_To be done_
Copy the material below word for word, leaving out the pictures.

[start of Task data]

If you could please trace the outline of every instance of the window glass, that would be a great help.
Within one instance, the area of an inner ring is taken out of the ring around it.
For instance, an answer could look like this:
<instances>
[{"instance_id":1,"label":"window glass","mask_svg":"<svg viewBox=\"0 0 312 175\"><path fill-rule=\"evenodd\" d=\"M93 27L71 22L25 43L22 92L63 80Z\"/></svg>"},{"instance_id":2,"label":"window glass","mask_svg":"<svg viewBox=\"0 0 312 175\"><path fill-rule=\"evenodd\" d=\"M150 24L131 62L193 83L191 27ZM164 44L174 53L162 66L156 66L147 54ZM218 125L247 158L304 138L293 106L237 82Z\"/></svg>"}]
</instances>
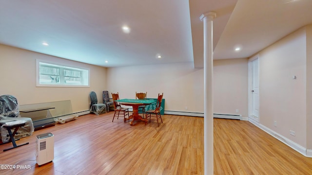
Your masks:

[end of Task data]

_Exercise answer_
If you could please trace the outline of every instance of the window glass, that would be a great help.
Within one instance, the area of an inner ring is taken out of the ring around it.
For instance, an answer could look like this:
<instances>
[{"instance_id":1,"label":"window glass","mask_svg":"<svg viewBox=\"0 0 312 175\"><path fill-rule=\"evenodd\" d=\"M93 27L71 22L25 43L22 92L63 80Z\"/></svg>"},{"instance_id":2,"label":"window glass","mask_svg":"<svg viewBox=\"0 0 312 175\"><path fill-rule=\"evenodd\" d=\"M150 24L131 62L193 83L191 27ZM164 44L174 53L162 66L156 66L147 54ZM218 125L247 158L304 138L293 106L237 82Z\"/></svg>"}]
</instances>
Your masks:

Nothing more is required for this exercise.